Soal: Teruskan tulisan tentang definisi riba di bawah ini, mulai setelah kalimat terakhirnya.

1. Riba : Definisi, Hukum, Jenis dan Hikmahnya
a. Definisi Riba
فقه السنة - الشيخ سيد سابق - (ج 3 / ص 130) ) الربا تعريفه: - الربا في اللغة : الزيادة، و المقصود به هنا : الزيادة على رأس المال، قلت أو كثرت. يقول الله سبحانه : " و إن تبتم فلكم رءوس أموالكم لا تظلمون و لا تظلمون " . سورة البقرة آية رقم 279 (
Riba menurut istilah bahasa [1] adalah Az-Ziadah (tambahan). Yang dimaksudkan disini ialah tambahan atas modal pokok, baik penambahan itu sedikit ataupun banyak. Makna lain secara linguistik, riba juga tumbuh dan membesar [2]. Dalam kaitan ini Allah I berfirman :
وَ إِنْ تُبْتُمْ فَلَكُمْ رُءُوسُ أَمْوَ الِكُمْ لاَ تَظْلِمُونَ وَ لاَ تُظْلَمُونَ [البقرة/279]
Dan jika kamu bertaubat (dari pengambilan riba), maka bagimu pokok hartamu; kamu tidak menganiaya dan tidak (pula) dianiaya. (QS. Al Baqarah (2) : 279)

Label titik objek:
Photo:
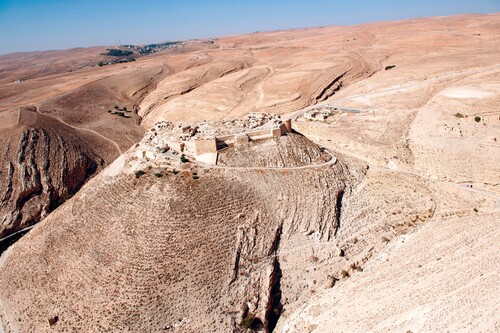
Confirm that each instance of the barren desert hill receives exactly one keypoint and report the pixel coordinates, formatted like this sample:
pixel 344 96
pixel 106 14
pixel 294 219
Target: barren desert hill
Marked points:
pixel 225 78
pixel 379 214
pixel 205 253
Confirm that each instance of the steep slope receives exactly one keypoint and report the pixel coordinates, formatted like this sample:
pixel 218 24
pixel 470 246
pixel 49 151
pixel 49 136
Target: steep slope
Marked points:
pixel 228 251
pixel 43 164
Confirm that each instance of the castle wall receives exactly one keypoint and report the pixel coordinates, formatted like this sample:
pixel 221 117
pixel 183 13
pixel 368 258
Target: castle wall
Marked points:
pixel 205 146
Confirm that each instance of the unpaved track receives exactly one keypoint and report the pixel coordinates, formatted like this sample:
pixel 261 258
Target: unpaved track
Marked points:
pixel 332 161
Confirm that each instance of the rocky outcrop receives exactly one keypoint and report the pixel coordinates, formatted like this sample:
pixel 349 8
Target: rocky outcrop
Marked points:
pixel 43 165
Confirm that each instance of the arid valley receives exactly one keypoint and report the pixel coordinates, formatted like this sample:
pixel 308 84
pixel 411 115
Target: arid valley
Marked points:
pixel 330 179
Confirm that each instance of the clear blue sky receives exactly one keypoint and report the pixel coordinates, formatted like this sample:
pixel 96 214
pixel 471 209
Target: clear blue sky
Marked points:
pixel 27 25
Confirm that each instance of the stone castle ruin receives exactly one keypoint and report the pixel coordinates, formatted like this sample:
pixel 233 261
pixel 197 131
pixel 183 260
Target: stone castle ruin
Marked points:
pixel 204 140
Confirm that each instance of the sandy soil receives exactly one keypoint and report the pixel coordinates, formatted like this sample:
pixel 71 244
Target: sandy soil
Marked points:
pixel 400 234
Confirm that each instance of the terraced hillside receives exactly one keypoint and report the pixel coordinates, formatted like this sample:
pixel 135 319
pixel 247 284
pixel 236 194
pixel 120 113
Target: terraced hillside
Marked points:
pixel 232 249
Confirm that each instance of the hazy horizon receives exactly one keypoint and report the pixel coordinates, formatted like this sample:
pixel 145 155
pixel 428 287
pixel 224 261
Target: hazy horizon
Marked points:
pixel 37 25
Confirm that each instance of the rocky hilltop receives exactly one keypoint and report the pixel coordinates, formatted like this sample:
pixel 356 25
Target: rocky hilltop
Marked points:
pixel 315 180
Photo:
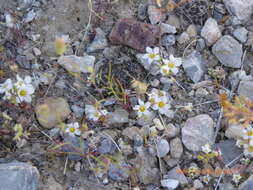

Jawaban akhir:
Adapun menurut istilah teknis [3] : Riba berarti pengambilan tambahan dari harta pokok atau modal secara bathil. Ada beberapa pendapat dalam menjelaskan riba, namun secara umum terdapat benang merah yang menegaskan bahwa riba adalah pengambilan tambahan, baik dalam transaksi jual beli maupun pinjam-meminjam secara batil atau bertentangan dengan prinsip muamalah dalam Islam, mengenai hal ini, Allah I mengingatkan dalam firmanNya :
يَا أَ يُّهَا الَّذِينَ آَمَنُوا لاَ تَأْ كُلُوا أَمْوَ الَكُمْ بَيْنَكُمْ بِالْبَاطِل [النساء/29]
Hai orang-orang yang beriman, janganlah kamu saling memakan harta sesamamu dengan jalan yang batil (QS. An-Nisaa'a (4) : 29)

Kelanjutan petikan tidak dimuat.